Data records
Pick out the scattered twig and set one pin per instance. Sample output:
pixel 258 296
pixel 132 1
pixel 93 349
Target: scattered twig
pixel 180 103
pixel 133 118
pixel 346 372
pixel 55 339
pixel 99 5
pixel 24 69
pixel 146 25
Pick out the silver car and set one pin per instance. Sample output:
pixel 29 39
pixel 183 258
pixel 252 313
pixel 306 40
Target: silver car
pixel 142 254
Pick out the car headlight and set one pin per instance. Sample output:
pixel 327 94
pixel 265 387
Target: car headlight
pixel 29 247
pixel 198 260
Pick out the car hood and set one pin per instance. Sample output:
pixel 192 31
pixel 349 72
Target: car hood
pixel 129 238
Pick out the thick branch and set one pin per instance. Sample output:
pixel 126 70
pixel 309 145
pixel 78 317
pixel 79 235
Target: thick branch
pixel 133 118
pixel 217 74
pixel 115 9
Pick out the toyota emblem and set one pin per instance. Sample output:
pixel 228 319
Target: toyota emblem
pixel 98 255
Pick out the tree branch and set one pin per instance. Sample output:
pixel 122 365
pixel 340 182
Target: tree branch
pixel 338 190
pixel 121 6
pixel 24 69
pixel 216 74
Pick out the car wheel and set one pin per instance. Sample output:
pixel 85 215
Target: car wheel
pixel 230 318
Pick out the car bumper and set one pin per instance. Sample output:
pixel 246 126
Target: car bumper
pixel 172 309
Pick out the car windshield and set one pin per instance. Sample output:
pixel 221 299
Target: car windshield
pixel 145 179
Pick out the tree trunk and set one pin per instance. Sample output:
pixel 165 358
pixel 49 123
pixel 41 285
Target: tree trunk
---
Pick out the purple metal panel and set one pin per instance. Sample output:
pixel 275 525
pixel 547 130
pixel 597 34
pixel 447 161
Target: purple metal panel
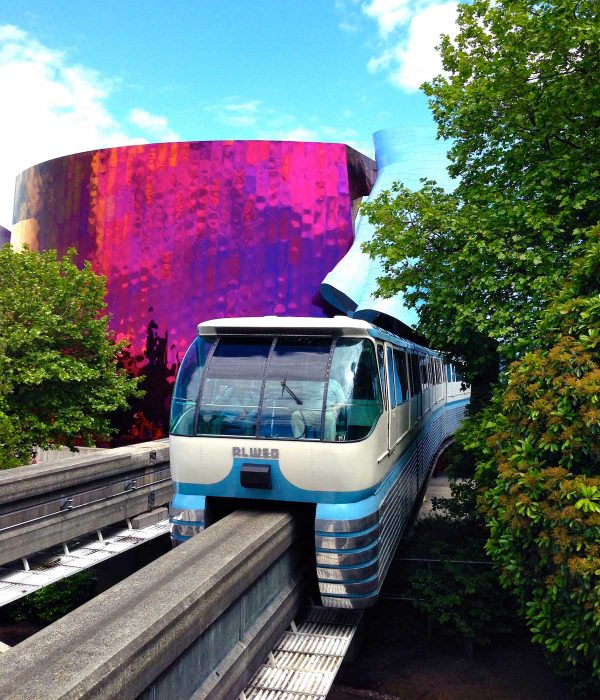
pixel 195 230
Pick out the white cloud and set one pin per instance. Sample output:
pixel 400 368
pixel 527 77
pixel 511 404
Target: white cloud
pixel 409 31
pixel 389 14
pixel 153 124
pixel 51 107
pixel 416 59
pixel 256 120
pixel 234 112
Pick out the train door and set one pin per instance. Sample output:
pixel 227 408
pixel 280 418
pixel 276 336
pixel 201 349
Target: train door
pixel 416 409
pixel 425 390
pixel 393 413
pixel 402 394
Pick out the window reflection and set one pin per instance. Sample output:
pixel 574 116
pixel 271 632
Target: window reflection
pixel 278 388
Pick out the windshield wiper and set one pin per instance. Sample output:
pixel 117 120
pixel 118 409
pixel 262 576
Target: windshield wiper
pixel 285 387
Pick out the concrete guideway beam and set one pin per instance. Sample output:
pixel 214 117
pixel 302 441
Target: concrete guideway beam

*Problem to work on*:
Copy out the part of the material that opens with the line containing "Pick out the window" and closes with the line containing "Target: concrete guideway beam", repeating each line exactly and including both end lines.

*Solution below*:
Pick out the window reflection and set one pin per instance. Sample output:
pixel 574 116
pixel 271 632
Target: window reflection
pixel 278 388
Pick out the windshield wiper and set one pin per instance. Sample output:
pixel 117 120
pixel 118 409
pixel 262 576
Target: windshield wiper
pixel 285 387
Pick out the concrete guideway beam and set one pin per instance. Sample output:
pixel 214 117
pixel 302 441
Target: concrete guideway beam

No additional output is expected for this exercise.